| Exercise description |
Make an exact copy of the lines, leaving the pictures out.

| Stored data |
####################

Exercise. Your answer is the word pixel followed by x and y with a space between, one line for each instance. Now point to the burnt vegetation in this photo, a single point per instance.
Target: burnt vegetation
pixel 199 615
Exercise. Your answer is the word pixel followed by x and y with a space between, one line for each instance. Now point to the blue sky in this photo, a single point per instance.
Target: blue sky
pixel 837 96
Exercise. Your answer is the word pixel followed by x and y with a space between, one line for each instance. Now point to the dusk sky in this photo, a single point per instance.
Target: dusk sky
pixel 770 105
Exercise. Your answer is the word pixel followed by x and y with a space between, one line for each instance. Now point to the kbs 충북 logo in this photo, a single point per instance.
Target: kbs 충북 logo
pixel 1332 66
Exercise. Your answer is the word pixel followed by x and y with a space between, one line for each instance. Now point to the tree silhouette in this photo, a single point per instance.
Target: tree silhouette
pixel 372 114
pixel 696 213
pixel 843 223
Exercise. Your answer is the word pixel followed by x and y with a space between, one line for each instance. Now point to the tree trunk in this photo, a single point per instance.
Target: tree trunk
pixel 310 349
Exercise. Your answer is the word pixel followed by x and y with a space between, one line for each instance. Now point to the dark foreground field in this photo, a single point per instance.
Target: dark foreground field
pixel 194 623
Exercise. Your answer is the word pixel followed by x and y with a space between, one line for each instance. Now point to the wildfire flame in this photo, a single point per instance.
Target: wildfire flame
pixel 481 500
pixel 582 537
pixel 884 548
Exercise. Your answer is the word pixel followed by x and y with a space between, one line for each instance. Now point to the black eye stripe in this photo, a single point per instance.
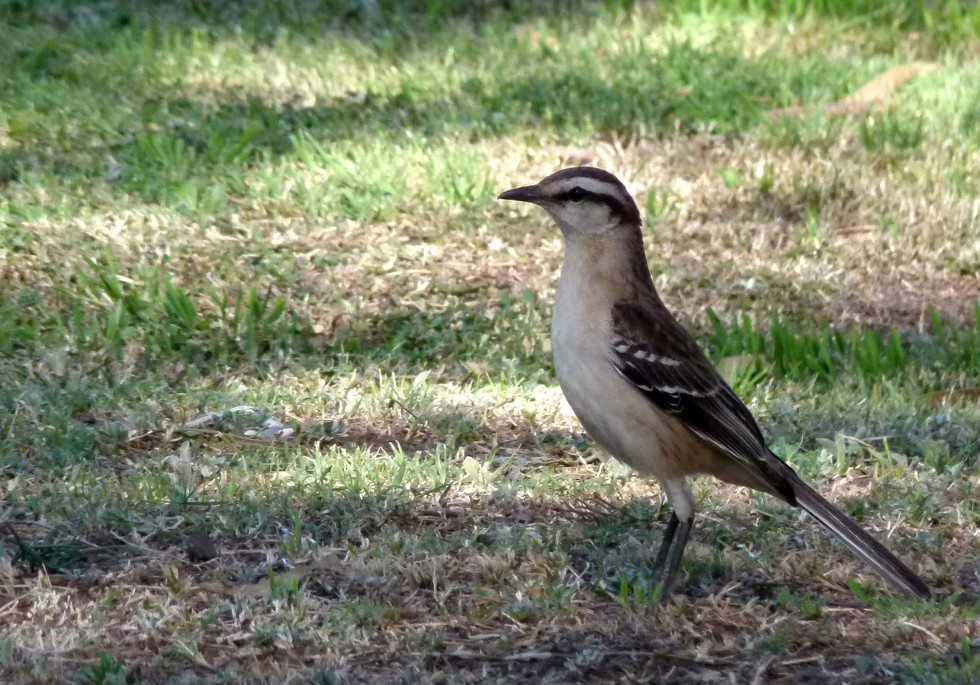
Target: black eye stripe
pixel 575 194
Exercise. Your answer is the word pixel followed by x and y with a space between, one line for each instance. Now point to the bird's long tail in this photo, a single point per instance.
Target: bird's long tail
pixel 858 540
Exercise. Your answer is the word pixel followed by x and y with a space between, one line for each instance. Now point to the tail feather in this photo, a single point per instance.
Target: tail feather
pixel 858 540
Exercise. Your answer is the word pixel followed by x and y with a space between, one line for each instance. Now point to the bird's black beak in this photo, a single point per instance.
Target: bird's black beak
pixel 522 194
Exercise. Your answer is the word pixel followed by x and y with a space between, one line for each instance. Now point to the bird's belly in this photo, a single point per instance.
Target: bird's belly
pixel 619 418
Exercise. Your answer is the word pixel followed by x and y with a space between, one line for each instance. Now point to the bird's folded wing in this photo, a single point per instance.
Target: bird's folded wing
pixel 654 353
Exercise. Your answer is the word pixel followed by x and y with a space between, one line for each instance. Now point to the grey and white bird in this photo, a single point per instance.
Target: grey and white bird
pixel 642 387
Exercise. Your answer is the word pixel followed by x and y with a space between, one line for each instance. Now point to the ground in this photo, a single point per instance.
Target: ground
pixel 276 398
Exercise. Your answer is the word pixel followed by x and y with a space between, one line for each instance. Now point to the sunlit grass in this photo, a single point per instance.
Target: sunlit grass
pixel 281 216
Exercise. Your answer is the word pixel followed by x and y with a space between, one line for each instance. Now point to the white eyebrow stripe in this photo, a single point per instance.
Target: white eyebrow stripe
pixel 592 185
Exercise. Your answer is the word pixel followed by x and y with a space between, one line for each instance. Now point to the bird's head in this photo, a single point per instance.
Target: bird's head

####################

| Task answer |
Exercise. Your answer is the word pixel followed by x and y with a space between, one line for each instance. Now point to the burnt vegetation in this photo, a single point per instance.
Target: burnt vegetation
pixel 199 615
Exercise. Your answer is the word pixel followed by x and y with a space between, one line for each instance. Now point to the blue sky in this photo, a single point per instance.
Target: blue sky
pixel 837 96
Exercise. Your answer is the word pixel followed by x and y with a space between, one line for each instance. Now point to the dusk sky in this photo, a single point per instance.
Target: dusk sky
pixel 770 105
Exercise. Your answer is the word pixel followed by x and y with a space between, one line for each instance. Now point to the kbs 충북 logo in this photo, a single point per instance.
Target: kbs 충북 logo
pixel 1332 66
Exercise. Your answer is the word pixel followed by x and y with a space between, one line for each instance. Now point to the tree silhouette in this photo, a single point per instance.
Target: tree silhouette
pixel 372 114
pixel 696 213
pixel 843 223
Exercise. Your answer is the word pixel followed by x and y with a space between, one line for each instance. Now point to the tree trunk in this photo, a single point per instance.
Target: tree trunk
pixel 310 349
Exercise. Your answer is the word pixel followed by x and y with a space between, one line for each instance. Now point to the dark foreground field in this photo, a single point per instance.
Target: dark foreground field
pixel 194 623
Exercise. Your answer is the word pixel followed by x and y with a space between, one line for each instance. Now point to the wildfire flame in this photo, a single point per instance.
Target: wildfire flame
pixel 481 500
pixel 582 537
pixel 884 548
Exercise. Your answer is the word pixel followed by x and y with a space between, one line for each instance. Now point to the black eye stripe in this photo, a single point per instance.
Target: black eye stripe
pixel 575 194
Exercise. Your answer is the word pixel followed by x and y with a space between, one line for each instance. Now point to the bird's long tail in this photo, a single point per instance.
Target: bird's long tail
pixel 858 540
Exercise. Your answer is the word pixel followed by x and y with a space between, one line for each instance. Now point to the tail feather in this photo, a single point per instance.
Target: tail feather
pixel 858 540
Exercise. Your answer is the word pixel followed by x and y with a space between, one line for each instance. Now point to the bird's black beak in this photo, a single point per instance.
Target: bird's black beak
pixel 522 194
Exercise. Your answer is the word pixel followed by x and y with a space between, one line for each instance. Now point to the bird's belly in this photo, a single point per instance.
Target: bird's belly
pixel 619 418
Exercise. Your answer is the word pixel followed by x and y with a space between, one line for each instance. Now point to the bird's folded wing in this photo, a single point per instance.
Target: bird's folded wing
pixel 654 353
Exercise. Your answer is the word pixel followed by x and y with a space between, one line for each instance. Now point to the grey and white bird in this photo, a single point per instance.
Target: grey and white bird
pixel 642 387
Exercise. Your answer is the word pixel followed by x and y with a space between, one line for each instance. Now point to the ground in this photo, a single point per instance.
Target: ground
pixel 276 398
Exercise. Your answer is the word pixel followed by x and y with a space between, one line for each instance. Now point to the sunlit grass in this photo, a single point per instance.
Target: sunlit grass
pixel 281 216
Exercise. Your answer is the word pixel followed by x and y with a space between, one line for each instance. Now point to the white eyebrow stripe in this photo, a single point per instance.
Target: white eyebrow stripe
pixel 592 185
Exercise. Your answer is the word pixel followed by x and y with a space between, one line for each instance. Now point to the bird's head in this photo, a single point per instance.
Target: bird's head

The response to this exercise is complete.